**Aim of the exercise**: Could you show all lines in the entries below that contain the string "black"?

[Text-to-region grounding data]
┏━━
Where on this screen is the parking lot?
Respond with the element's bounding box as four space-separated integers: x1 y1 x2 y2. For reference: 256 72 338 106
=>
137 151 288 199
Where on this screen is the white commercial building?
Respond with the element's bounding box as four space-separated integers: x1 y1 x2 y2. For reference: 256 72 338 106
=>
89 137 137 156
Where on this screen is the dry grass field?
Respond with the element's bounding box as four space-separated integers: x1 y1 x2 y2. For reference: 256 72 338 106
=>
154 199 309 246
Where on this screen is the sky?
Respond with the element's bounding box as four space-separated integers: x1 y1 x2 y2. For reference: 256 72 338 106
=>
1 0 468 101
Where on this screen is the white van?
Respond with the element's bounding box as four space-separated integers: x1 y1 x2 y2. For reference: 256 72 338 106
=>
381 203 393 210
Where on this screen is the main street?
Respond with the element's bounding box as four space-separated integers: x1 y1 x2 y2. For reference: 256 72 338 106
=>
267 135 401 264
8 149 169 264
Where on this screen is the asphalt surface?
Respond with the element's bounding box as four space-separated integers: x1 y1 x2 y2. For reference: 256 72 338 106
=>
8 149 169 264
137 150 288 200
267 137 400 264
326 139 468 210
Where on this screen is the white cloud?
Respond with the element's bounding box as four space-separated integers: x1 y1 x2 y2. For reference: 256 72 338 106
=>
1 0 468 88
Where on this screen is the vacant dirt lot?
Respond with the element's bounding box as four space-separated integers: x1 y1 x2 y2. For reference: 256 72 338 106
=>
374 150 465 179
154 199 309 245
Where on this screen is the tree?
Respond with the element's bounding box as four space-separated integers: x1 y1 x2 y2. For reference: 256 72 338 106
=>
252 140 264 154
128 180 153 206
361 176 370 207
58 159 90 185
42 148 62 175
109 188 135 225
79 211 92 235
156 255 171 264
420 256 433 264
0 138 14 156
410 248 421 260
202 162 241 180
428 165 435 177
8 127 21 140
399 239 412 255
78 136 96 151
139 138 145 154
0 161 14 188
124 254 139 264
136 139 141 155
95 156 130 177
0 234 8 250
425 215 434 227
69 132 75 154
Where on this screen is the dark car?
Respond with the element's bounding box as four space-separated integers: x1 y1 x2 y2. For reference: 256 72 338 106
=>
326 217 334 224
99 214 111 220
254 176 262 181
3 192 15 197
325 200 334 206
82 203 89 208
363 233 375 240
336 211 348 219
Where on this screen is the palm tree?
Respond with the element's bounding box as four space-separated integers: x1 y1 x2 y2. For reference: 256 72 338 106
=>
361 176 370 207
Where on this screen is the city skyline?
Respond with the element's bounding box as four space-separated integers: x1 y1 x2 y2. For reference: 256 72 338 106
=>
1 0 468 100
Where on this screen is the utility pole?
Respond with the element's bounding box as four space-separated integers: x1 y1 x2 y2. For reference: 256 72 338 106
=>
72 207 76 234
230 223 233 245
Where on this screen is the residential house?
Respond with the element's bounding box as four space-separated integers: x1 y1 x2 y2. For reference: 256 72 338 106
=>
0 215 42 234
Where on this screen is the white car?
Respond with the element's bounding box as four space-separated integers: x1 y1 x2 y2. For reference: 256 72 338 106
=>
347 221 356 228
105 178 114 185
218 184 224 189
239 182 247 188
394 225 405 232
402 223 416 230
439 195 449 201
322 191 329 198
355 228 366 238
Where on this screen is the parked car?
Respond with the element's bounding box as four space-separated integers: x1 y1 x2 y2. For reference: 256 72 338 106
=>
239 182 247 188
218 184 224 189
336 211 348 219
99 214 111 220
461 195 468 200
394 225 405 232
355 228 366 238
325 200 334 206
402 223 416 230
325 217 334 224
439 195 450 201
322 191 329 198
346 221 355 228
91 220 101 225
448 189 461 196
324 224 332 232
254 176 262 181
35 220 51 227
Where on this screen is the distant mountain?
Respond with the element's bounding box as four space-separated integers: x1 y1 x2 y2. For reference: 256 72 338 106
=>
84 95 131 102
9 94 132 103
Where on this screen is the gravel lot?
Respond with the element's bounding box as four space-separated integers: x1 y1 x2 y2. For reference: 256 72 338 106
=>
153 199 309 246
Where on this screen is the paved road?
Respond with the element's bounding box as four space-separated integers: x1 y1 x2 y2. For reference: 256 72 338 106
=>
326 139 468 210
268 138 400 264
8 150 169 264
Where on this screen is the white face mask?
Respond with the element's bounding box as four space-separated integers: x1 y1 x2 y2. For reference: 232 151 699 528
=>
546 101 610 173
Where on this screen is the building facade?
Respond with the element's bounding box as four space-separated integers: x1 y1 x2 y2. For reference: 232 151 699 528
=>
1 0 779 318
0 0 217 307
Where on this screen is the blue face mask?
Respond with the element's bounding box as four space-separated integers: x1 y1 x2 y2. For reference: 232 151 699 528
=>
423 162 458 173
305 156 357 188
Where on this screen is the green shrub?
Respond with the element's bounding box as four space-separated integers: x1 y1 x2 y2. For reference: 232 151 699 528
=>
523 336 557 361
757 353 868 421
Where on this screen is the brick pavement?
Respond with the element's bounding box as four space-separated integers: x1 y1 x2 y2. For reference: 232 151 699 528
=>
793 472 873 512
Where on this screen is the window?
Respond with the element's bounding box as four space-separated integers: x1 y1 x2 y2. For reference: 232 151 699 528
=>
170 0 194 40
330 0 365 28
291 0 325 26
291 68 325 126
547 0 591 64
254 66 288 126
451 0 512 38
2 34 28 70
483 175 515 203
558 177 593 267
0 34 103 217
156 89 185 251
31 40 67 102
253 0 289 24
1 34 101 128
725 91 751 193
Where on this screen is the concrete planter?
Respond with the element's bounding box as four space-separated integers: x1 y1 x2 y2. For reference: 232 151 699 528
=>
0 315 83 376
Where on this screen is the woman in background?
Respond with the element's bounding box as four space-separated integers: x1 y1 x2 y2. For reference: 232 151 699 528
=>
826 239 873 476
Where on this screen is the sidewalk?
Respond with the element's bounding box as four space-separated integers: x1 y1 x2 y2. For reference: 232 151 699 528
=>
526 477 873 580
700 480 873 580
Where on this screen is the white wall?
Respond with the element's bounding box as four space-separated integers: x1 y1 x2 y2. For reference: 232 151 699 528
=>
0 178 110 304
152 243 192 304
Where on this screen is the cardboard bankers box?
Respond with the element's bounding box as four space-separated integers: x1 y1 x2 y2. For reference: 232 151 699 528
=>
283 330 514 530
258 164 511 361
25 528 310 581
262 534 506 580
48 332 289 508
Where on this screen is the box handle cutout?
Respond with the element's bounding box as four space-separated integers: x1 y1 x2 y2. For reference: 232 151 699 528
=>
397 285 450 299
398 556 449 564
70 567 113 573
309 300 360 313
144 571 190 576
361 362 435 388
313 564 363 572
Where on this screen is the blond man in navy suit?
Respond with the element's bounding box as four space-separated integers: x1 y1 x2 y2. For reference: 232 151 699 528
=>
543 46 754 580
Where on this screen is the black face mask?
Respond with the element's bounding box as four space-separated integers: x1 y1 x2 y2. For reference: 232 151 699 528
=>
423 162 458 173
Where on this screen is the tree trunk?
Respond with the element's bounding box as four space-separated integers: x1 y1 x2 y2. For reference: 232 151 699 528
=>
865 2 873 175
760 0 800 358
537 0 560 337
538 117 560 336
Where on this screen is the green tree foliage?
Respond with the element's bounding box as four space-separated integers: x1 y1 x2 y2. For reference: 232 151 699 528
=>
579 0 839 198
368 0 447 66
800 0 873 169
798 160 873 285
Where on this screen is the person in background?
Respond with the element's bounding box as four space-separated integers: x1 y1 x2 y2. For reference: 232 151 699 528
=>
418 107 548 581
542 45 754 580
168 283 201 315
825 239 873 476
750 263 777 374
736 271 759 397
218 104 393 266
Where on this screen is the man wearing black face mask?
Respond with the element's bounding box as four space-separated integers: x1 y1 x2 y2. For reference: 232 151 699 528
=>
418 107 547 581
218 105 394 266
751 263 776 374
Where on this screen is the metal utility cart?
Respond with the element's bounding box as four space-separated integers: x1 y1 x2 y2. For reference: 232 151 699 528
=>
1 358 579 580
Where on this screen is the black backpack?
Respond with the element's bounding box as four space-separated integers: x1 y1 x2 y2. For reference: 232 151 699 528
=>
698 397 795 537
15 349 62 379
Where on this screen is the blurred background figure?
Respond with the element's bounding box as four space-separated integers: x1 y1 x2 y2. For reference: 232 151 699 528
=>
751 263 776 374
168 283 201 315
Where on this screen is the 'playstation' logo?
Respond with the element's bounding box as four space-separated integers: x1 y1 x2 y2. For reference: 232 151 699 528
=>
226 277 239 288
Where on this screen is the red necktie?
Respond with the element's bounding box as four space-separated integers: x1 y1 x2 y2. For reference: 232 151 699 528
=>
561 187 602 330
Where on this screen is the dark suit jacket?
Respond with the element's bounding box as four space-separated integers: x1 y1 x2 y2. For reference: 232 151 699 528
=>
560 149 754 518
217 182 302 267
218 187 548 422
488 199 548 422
┗━━
**Problem solution**:
Where on this screen is the black face mask?
Where on this screen is the man wearing black face mask?
Where on this screen is the black backpack?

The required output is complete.